Your task ▸
Could you rewrite the material with each "beige" changed to "tan" and everything else left unchanged?

** start **

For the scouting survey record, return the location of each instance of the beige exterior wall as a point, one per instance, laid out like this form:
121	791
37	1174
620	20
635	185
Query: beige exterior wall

** end **

Exercise result ▸
For the scouting survey record, return the location of each instance of the tan exterior wall as a point, one per instance, laid out like this form:
121	791
37	1174
620	20
635	185
Query: tan exterior wall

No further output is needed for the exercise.